§ **TASK**
Both the line containing "Task: identify the retired" and the last line of the listing are included: write out exactly the lines from one to the other.

[Records from a data source]

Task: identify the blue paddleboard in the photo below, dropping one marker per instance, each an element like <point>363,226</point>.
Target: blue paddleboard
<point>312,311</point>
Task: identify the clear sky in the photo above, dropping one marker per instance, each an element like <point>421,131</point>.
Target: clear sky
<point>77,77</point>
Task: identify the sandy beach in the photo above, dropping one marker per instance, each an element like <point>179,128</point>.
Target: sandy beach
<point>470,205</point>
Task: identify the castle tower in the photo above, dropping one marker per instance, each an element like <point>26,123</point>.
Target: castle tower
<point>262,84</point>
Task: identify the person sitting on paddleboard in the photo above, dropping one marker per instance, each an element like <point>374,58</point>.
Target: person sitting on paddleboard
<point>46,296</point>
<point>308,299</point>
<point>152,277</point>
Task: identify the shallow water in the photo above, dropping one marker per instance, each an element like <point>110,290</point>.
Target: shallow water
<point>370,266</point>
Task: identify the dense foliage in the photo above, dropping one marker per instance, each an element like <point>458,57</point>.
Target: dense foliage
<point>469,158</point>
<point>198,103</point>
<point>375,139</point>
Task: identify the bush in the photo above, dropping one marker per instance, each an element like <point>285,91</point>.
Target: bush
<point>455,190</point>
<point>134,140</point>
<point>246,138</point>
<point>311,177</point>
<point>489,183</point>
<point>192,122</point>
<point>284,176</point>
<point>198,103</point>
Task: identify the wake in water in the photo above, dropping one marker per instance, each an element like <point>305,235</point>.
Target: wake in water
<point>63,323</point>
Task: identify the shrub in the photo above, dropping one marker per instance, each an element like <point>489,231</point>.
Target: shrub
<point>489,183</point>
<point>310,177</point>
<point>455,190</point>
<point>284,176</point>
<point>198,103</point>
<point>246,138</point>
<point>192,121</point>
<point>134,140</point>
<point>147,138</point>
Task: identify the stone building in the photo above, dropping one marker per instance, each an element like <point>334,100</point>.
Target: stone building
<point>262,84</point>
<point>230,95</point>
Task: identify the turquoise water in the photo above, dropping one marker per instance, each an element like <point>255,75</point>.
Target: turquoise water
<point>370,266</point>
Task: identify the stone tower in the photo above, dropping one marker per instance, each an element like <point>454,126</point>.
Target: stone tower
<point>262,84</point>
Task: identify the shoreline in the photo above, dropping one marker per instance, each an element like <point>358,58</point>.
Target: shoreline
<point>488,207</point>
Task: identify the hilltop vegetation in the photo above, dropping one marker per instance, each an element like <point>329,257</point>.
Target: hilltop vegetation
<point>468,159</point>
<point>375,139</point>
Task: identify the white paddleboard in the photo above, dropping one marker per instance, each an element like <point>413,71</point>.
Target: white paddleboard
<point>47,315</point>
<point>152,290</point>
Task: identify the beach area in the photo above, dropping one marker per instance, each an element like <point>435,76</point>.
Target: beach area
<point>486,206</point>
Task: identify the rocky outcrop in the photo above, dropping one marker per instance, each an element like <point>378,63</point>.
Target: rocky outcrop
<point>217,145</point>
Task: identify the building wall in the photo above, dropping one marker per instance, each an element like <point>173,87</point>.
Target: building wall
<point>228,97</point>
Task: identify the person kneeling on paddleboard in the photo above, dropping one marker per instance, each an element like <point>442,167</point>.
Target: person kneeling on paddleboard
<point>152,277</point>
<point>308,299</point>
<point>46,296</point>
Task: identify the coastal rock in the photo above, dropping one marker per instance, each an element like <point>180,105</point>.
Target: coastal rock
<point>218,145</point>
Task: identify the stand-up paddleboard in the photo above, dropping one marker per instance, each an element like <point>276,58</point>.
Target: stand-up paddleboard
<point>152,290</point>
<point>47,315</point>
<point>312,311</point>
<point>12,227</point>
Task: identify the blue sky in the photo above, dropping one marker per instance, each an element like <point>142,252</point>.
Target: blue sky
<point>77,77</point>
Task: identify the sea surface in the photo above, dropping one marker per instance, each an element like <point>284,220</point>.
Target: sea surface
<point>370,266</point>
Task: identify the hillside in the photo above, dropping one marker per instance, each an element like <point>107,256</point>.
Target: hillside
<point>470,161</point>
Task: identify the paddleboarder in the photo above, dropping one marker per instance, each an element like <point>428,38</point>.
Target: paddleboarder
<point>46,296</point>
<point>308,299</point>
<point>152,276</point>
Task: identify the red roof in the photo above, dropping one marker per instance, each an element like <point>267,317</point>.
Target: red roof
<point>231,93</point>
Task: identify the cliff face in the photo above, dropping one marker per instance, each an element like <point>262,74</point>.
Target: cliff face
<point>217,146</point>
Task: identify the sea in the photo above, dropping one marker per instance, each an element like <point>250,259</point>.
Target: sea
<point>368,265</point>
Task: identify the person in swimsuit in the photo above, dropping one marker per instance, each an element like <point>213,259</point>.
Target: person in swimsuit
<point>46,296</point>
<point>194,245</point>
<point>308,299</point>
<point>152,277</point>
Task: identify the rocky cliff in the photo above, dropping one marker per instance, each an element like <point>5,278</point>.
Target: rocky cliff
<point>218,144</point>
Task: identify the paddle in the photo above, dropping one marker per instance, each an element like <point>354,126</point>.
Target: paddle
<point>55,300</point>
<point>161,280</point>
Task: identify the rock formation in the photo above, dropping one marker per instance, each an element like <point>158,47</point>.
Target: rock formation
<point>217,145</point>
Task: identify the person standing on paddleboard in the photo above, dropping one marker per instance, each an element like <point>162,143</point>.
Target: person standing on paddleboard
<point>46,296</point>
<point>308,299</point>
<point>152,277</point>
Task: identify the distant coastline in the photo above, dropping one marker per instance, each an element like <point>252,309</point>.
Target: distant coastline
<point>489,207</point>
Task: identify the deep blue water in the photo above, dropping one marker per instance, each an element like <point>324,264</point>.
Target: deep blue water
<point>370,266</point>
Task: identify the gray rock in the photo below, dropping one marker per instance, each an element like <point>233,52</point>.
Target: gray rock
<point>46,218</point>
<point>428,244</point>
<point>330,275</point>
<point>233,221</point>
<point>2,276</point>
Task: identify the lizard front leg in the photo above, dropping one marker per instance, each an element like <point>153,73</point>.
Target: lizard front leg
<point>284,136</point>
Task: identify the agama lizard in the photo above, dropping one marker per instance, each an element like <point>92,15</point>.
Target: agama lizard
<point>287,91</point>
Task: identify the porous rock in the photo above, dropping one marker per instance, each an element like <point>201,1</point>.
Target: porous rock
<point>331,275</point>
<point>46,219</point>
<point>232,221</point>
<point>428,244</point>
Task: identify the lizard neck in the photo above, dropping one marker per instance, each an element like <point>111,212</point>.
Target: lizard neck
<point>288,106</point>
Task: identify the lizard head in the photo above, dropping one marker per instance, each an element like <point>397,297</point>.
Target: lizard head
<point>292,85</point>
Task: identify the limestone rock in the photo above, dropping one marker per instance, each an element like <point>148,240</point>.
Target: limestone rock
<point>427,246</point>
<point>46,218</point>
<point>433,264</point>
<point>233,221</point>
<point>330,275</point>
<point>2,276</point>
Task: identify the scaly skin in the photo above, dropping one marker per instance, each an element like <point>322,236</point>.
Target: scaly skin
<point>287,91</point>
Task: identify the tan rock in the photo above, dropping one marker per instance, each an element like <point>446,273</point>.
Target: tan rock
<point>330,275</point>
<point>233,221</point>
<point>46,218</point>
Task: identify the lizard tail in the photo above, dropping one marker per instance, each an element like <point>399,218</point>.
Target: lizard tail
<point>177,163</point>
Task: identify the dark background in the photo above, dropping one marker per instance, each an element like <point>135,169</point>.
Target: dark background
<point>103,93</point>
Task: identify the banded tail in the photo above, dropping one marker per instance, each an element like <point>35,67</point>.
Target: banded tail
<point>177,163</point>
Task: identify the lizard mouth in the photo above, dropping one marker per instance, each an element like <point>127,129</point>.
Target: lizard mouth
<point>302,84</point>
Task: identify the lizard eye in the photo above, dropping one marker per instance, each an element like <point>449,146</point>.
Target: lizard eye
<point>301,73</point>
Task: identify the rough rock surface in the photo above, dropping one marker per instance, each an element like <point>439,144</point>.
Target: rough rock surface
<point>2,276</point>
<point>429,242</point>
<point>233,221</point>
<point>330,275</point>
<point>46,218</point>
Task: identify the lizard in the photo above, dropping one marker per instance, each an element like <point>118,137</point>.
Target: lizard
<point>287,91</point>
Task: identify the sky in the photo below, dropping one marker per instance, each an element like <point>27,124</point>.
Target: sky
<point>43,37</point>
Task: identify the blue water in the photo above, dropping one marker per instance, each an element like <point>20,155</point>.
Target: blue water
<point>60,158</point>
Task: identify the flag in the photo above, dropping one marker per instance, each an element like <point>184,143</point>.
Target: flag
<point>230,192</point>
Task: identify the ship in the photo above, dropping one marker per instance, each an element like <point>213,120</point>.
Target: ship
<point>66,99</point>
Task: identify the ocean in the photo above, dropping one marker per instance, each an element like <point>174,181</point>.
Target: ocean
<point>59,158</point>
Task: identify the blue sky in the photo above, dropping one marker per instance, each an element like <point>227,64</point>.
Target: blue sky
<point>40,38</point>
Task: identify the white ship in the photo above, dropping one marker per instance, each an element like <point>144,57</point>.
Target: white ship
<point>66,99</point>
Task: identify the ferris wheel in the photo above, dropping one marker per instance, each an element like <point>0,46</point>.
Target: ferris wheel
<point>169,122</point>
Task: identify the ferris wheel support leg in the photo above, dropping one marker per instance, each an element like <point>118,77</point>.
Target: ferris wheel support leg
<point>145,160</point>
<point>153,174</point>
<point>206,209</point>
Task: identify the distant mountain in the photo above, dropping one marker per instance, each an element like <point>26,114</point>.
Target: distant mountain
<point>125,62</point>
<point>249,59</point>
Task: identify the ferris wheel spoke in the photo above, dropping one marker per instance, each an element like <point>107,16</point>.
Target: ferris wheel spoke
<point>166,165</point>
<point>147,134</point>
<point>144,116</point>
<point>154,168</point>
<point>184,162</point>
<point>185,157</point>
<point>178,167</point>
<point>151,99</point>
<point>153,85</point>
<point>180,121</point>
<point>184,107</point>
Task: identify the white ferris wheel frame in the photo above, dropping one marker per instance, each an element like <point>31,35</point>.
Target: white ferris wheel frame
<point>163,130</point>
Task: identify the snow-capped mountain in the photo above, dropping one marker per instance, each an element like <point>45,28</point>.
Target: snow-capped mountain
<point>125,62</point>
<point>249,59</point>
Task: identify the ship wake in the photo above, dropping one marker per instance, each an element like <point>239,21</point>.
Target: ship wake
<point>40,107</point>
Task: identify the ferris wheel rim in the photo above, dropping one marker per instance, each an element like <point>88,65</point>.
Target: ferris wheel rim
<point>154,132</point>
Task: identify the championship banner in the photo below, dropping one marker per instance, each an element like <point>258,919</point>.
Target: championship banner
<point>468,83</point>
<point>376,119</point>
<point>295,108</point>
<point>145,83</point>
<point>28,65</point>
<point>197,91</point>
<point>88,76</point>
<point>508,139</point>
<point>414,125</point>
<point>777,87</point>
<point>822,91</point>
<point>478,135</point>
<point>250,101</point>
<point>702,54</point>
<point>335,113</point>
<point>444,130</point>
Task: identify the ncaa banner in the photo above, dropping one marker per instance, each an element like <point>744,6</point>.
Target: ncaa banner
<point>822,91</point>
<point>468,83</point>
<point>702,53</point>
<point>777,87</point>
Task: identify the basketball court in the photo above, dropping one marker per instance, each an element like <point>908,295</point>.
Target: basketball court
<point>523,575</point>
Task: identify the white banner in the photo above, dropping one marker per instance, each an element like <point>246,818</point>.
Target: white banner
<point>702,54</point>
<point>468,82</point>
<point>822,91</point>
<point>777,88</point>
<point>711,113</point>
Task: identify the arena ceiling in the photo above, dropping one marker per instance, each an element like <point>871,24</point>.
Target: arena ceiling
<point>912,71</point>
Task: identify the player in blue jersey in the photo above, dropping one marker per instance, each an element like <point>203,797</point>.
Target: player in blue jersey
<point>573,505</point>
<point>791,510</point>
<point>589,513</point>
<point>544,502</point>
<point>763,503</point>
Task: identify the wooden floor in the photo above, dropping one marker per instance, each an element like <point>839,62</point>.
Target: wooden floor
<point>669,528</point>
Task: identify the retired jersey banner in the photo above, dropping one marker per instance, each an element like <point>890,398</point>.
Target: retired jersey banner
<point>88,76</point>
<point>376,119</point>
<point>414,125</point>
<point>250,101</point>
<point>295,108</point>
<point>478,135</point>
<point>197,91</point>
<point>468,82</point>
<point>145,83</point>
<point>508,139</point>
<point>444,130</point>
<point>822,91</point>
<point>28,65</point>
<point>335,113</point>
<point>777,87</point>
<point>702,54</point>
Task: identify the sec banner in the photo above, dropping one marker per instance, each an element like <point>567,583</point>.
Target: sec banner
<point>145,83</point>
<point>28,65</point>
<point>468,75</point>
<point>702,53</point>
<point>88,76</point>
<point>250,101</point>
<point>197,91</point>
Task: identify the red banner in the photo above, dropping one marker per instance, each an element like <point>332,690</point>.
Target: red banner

§ **COMPLETE OUTPUT**
Task: identify the retired jersey banner in the photo above, dropping one marker per instance, each an element like <point>890,398</point>.
Target: retired jersey banner
<point>88,76</point>
<point>376,119</point>
<point>414,125</point>
<point>250,101</point>
<point>295,108</point>
<point>478,135</point>
<point>197,91</point>
<point>468,82</point>
<point>145,83</point>
<point>508,139</point>
<point>444,130</point>
<point>822,91</point>
<point>28,65</point>
<point>335,113</point>
<point>777,87</point>
<point>702,54</point>
Task: identify the sec banner in the photo above, dropping one marker per instance, each an element like <point>567,583</point>.
Target: sec banner
<point>145,83</point>
<point>28,65</point>
<point>468,75</point>
<point>702,53</point>
<point>88,76</point>
<point>250,101</point>
<point>197,91</point>
Task: identify the red banner in the photo above, dropping one marker per instance, each an element like <point>332,690</point>.
Target: red banner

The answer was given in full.